[START RECORDS TO PROCESS]
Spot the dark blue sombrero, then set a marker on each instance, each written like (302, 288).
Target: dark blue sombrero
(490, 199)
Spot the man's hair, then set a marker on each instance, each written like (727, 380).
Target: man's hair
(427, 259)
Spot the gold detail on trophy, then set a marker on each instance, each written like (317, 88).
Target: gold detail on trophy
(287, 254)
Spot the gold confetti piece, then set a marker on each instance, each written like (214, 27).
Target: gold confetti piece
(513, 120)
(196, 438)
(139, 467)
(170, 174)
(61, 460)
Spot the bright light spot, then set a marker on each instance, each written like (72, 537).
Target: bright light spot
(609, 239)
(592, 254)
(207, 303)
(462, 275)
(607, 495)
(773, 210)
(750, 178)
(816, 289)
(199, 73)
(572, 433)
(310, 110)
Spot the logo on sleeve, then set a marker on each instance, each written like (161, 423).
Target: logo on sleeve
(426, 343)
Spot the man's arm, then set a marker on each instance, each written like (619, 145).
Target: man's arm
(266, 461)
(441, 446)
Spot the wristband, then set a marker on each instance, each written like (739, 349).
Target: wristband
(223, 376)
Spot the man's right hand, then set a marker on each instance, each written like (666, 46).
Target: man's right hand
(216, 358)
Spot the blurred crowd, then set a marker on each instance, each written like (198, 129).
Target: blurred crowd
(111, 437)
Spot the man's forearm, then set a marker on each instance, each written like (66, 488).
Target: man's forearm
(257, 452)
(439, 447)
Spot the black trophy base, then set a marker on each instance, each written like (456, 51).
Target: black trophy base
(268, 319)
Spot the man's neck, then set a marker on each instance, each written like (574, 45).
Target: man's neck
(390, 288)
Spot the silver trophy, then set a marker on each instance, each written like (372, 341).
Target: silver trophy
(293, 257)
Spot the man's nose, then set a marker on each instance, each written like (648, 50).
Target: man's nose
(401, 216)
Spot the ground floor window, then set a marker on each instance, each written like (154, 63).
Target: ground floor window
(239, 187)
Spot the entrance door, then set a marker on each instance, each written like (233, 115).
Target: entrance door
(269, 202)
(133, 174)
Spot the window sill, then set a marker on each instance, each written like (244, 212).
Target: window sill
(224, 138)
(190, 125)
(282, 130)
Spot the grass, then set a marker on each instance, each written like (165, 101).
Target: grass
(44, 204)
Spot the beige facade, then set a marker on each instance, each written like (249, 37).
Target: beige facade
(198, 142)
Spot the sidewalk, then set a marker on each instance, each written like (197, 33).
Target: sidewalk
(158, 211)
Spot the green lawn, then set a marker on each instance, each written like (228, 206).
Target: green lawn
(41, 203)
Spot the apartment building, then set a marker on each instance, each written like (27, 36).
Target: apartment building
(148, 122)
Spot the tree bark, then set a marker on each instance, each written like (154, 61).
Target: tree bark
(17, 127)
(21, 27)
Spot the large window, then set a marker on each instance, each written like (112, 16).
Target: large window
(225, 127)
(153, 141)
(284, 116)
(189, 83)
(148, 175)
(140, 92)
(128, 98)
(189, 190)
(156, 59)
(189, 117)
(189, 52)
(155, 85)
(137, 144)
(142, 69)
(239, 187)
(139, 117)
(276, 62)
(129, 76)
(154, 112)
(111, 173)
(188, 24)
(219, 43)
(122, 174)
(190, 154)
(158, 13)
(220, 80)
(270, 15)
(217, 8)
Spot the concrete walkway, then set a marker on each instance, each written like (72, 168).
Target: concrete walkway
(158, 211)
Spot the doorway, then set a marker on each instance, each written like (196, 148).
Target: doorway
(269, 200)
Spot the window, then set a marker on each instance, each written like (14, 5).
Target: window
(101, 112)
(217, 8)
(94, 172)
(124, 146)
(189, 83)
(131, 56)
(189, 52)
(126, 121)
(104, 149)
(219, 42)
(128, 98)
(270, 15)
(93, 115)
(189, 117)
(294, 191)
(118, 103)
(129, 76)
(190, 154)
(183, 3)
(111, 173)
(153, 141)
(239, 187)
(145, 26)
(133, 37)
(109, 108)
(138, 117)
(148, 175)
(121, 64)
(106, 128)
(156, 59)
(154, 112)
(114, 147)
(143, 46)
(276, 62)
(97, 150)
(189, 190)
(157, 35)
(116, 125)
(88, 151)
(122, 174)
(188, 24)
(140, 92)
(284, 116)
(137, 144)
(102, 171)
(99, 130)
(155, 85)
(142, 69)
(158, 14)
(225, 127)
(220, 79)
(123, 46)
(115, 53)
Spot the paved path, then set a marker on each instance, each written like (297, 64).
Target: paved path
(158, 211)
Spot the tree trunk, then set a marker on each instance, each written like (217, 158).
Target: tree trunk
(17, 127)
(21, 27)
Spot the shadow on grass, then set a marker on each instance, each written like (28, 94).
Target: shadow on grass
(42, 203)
[END RECORDS TO PROCESS]
[START RECORDS TO PROCESS]
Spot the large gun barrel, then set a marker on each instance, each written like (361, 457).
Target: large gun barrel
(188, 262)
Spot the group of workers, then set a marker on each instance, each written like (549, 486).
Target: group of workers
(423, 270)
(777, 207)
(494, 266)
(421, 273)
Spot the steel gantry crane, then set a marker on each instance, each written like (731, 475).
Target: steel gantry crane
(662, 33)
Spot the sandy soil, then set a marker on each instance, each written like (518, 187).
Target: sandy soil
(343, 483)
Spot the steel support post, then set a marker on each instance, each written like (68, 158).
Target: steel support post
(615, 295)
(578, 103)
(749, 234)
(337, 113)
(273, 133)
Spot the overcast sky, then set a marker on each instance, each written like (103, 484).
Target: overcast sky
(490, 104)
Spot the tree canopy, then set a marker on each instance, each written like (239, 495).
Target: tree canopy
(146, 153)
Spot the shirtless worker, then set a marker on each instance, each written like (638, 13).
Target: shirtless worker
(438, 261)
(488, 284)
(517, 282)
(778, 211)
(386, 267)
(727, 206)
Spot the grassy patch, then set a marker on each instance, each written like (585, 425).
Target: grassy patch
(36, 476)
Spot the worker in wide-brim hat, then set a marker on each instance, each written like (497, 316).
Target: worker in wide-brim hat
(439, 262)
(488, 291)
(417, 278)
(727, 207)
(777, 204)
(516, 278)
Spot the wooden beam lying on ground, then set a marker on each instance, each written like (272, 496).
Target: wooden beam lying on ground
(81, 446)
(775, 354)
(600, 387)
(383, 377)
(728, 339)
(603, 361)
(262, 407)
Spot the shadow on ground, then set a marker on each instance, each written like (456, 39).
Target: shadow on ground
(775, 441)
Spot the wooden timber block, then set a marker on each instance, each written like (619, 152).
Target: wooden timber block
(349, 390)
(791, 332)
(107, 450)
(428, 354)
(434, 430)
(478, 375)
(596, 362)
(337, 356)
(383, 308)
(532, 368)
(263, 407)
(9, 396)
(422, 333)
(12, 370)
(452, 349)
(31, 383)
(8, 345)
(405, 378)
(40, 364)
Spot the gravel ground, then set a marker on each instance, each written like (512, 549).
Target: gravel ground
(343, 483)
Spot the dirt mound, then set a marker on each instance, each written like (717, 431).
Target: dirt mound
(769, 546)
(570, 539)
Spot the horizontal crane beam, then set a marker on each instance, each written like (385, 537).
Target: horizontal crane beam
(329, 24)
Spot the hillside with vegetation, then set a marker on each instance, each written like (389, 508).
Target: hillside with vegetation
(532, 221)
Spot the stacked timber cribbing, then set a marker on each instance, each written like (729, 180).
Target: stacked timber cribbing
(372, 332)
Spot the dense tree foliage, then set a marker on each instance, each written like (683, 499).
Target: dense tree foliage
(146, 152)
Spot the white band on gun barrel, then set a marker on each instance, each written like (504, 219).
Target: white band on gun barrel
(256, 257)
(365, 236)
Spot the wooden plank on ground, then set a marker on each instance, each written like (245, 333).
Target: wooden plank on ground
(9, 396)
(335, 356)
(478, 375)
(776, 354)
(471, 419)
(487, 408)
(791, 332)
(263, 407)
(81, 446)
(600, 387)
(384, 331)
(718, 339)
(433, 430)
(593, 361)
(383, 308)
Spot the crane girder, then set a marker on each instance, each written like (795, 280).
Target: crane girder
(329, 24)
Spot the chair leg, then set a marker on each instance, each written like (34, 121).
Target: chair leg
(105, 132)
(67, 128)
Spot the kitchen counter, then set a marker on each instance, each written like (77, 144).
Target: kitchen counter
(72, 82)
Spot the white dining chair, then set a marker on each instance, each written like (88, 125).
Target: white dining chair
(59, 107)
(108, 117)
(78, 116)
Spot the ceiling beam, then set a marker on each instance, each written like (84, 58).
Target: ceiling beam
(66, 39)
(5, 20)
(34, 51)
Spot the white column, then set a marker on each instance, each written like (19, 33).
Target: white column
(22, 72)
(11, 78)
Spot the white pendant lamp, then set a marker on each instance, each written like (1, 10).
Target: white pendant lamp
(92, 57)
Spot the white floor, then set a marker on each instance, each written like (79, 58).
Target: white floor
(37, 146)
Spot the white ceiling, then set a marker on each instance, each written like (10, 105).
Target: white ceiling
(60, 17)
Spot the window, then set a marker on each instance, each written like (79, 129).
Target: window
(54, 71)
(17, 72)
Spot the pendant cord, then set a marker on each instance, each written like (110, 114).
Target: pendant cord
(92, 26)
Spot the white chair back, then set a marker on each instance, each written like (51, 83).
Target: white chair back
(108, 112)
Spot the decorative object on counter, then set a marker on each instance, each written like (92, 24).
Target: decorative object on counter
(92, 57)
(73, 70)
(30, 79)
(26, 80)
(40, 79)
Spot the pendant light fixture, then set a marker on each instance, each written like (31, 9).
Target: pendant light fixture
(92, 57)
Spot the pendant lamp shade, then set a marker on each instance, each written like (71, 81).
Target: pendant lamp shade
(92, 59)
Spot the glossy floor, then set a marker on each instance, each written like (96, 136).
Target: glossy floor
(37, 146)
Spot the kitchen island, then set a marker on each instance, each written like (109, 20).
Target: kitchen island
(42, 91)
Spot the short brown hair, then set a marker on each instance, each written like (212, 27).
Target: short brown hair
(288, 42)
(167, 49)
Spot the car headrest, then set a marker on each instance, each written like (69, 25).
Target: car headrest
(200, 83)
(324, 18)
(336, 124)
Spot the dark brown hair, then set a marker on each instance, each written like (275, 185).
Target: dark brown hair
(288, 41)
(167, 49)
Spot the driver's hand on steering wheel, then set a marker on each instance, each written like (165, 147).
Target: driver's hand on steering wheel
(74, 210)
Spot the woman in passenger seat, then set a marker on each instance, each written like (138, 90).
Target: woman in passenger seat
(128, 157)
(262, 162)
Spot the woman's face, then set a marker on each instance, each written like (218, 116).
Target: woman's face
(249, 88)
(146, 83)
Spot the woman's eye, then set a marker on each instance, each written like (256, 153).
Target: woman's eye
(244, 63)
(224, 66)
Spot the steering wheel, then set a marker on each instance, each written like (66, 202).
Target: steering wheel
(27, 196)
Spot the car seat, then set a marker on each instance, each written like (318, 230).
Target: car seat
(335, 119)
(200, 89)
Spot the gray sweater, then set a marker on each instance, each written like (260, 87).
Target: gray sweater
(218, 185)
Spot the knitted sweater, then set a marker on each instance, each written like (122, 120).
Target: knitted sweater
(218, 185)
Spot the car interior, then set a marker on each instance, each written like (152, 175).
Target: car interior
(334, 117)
[END RECORDS TO PROCESS]
[START RECORDS TO PROCESS]
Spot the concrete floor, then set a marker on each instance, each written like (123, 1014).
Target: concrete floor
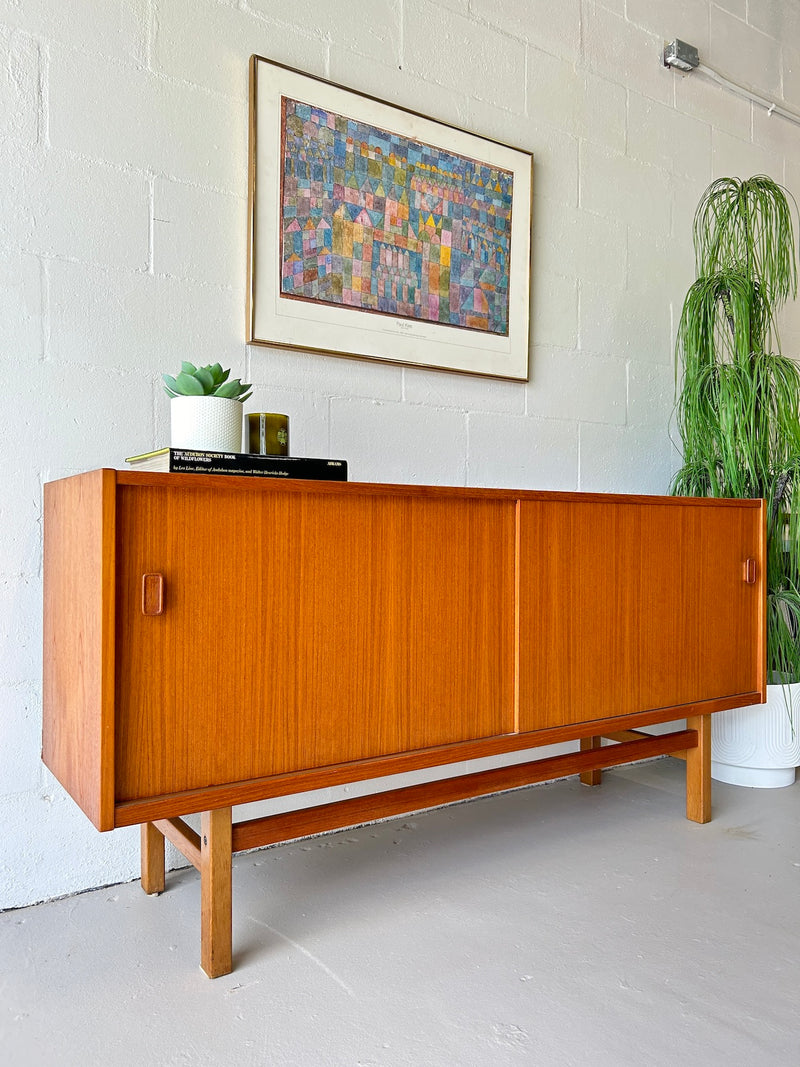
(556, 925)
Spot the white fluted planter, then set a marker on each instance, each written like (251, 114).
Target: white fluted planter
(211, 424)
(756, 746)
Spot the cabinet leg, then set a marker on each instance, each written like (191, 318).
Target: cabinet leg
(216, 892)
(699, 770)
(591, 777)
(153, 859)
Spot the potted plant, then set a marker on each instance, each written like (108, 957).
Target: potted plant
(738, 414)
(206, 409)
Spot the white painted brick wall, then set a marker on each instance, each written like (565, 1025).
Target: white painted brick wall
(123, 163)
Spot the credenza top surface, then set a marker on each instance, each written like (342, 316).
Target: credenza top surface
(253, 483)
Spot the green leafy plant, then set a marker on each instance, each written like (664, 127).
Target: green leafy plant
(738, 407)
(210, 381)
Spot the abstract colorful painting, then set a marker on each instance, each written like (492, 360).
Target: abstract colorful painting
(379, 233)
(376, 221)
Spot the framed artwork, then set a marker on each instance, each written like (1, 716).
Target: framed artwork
[END RECORDS TO PROCESS]
#### WHAT TO WORK ON:
Which lines in the entries above contain the string "large", with case counting? Pull out each of those lines in full.

#### REPLY TO THE EXERCISE:
Spot the large window, then set a marker on each instance, each written like (112, 16).
Target: large window
Spot the large gun barrel, then set a marker on each instance, each written like (361, 457).
Target: large gun barrel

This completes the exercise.